>> start

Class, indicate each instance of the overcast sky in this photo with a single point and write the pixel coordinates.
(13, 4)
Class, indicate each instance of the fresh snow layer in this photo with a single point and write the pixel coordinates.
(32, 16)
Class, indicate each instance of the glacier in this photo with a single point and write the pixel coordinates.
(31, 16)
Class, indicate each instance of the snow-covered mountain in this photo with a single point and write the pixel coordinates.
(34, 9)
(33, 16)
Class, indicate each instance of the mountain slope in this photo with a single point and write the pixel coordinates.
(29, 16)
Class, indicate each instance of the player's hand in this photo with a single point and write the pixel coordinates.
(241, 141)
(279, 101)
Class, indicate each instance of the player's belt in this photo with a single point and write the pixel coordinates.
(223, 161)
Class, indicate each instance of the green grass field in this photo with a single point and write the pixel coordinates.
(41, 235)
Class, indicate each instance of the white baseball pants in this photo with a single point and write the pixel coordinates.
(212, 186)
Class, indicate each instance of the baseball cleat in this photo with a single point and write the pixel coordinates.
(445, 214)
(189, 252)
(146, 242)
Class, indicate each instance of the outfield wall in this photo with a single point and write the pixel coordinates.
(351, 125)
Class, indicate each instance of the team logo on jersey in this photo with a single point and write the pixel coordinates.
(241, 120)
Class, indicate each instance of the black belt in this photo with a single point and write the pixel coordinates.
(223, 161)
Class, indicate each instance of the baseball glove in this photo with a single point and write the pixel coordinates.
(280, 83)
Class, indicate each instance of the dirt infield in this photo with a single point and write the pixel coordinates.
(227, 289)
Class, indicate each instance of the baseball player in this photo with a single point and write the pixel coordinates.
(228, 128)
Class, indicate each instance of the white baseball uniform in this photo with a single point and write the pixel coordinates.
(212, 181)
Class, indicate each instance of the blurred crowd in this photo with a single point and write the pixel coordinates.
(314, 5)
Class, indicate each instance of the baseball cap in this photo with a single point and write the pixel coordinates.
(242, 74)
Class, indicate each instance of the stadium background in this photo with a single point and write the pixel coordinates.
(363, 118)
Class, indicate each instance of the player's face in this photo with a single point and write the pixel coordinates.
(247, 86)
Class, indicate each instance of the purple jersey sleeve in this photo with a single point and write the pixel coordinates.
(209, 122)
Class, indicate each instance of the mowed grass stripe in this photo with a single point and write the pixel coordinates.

>> end

TASK DIRECTIONS: Please rewrite the lines above as a numbered list, leaving out any blank lines.

RESULT FOR THIS EXERCISE:
1. Class, indicate each instance of the overcast sky in this photo with a single point and write the pixel coordinates.
2. (13, 4)
3. Class, indicate each instance of the fresh snow layer in this photo with a single point and write the pixel coordinates.
4. (32, 16)
5. Class, indicate each instance of the glacier in this photo with a single point and write the pixel coordinates.
6. (31, 16)
7. Class, indicate each instance of the snow-covered mountain in this photo with a single point and write the pixel coordinates.
8. (34, 9)
9. (33, 16)
10. Class, indicate each instance of the mountain slope in this photo with a single point and write the pixel coordinates.
11. (29, 16)
12. Class, indicate each instance of the player's hand in this photo with a single point and write the pixel coordinates.
13. (241, 141)
14. (279, 101)
15. Class, indicate each instance of the player's belt in this photo with a single point and write the pixel coordinates.
16. (223, 161)
17. Class, indicate each instance of the green grass field in this photo with a single point and write the pixel coordinates.
18. (41, 235)
19. Class, indicate each instance of the white baseball pants in this photo with a single point and write the pixel coordinates.
20. (212, 186)
21. Class, indicate each instance of the baseball cleat in this photo with a single point and write the pixel coordinates.
22. (445, 214)
23. (189, 252)
24. (146, 242)
25. Class, indicate each instance of the outfield wall in this photo with a single point and write the pixel coordinates.
26. (351, 125)
27. Class, indicate each instance of the team logo on jersey in this photo with a single point and write the pixel coordinates.
28. (241, 120)
29. Class, indicate each instance of the black belt in this photo with a single point and write the pixel coordinates.
30. (223, 161)
31. Class, indicate each instance of the baseball glove in this photo with a single point and write the pixel coordinates.
32. (280, 83)
33. Class, indicate each instance of the dirt infield in this photo with a single point and write the pixel coordinates.
34. (227, 289)
35. Class, indicate each instance of the baseball player in this photo with a single point and write the pixel coordinates.
36. (228, 128)
37. Class, indicate each instance of the white baseball uniform in this photo with a single point and write the pixel coordinates.
38. (212, 181)
39. Class, indicate each instance of the blurred crowd in this photo with a single point and write the pixel coordinates.
40. (314, 5)
41. Class, indicate each instance of the baseball cap in this photo with a single point and write the pixel coordinates.
42. (242, 74)
43. Class, indicate each instance of the stadium background in this photo with a single point and write the pixel coordinates.
44. (363, 118)
45. Class, indicate each instance of the player's face in this photo with a single point and write the pixel coordinates.
46. (247, 86)
47. Class, indicate each instance of the purple jersey sleeve in this photo with a single point and write the pixel coordinates.
48. (209, 122)
49. Class, indicate each instance of the mowed grass stripe in this photo with a single point and write the pixel coordinates.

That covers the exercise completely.